— Aim of the exercise —
Reproduce the data below verbatim from the line containing "Could you point out every instance of the white" through its final line, and produce nothing more.

Records from a data collection
»»

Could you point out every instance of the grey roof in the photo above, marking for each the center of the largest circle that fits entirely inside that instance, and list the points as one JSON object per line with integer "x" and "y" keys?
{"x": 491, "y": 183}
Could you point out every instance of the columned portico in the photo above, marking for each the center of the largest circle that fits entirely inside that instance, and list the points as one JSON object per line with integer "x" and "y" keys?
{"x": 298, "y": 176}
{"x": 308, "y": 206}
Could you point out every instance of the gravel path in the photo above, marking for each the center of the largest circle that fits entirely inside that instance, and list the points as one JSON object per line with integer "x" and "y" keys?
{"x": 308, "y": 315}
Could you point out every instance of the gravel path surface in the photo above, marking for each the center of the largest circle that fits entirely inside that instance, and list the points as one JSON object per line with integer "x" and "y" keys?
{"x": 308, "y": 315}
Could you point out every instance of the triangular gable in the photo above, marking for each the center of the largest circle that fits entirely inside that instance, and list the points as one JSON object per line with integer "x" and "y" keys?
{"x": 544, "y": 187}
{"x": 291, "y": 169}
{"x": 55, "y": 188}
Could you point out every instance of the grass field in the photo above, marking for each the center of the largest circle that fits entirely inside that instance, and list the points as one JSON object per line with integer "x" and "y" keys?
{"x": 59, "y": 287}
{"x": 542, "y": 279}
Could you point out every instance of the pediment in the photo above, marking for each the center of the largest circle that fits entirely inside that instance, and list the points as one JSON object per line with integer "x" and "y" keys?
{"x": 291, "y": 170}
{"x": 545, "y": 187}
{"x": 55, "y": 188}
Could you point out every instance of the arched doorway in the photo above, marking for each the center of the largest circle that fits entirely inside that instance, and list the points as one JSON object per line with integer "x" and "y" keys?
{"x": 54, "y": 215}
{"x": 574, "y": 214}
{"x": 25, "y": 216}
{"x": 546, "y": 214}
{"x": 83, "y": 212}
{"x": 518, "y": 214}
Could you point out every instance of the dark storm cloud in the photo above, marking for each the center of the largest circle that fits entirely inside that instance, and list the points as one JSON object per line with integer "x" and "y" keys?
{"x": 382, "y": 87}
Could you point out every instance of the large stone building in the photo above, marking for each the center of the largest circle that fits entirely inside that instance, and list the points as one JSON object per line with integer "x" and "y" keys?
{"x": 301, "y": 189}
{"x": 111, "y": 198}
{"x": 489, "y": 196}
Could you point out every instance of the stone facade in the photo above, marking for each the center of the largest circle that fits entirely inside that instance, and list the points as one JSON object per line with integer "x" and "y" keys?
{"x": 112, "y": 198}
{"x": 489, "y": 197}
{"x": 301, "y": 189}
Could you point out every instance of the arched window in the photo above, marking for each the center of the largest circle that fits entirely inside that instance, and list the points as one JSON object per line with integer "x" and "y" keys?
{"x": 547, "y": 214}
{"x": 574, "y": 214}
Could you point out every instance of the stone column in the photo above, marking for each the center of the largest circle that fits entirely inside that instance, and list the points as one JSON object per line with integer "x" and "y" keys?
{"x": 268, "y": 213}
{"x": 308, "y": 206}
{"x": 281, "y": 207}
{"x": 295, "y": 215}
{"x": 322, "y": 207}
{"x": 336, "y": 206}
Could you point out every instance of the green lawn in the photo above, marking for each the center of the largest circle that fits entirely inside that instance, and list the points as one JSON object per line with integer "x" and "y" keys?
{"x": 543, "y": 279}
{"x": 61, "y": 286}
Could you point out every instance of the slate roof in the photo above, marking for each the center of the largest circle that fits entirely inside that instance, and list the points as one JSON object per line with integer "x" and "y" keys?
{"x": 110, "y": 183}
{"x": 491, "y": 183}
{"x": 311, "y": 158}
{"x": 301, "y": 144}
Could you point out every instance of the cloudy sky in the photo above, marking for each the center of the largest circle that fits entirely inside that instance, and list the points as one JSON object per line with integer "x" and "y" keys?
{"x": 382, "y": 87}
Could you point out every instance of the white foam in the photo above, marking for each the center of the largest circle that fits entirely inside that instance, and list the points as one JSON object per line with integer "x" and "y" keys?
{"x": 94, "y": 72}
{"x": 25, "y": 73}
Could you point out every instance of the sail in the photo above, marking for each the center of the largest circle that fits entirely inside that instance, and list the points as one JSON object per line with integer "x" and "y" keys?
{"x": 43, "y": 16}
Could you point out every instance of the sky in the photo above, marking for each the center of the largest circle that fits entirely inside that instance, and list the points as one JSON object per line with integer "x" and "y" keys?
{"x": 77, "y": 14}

««

— Solution to this task —
Could you point out every instance of the white foam in the photo above, marking for each the center of the largest circle that fits entirely inside that instance, and list the points as one JSON object per line with integer "x" and "y" keys?
{"x": 94, "y": 72}
{"x": 25, "y": 73}
Could you point out every instance of the sail in the photo above, marking for each the center of the largest circle that fits entirely inside that instance, and list the points as one JSON object per line with integer "x" and "y" keys?
{"x": 43, "y": 16}
Could you point out every instance of the sky in the photo above, marking for each the center of the largest circle that fits entirely inside that instance, and list the points as one JSON object per line with integer "x" and "y" keys?
{"x": 77, "y": 14}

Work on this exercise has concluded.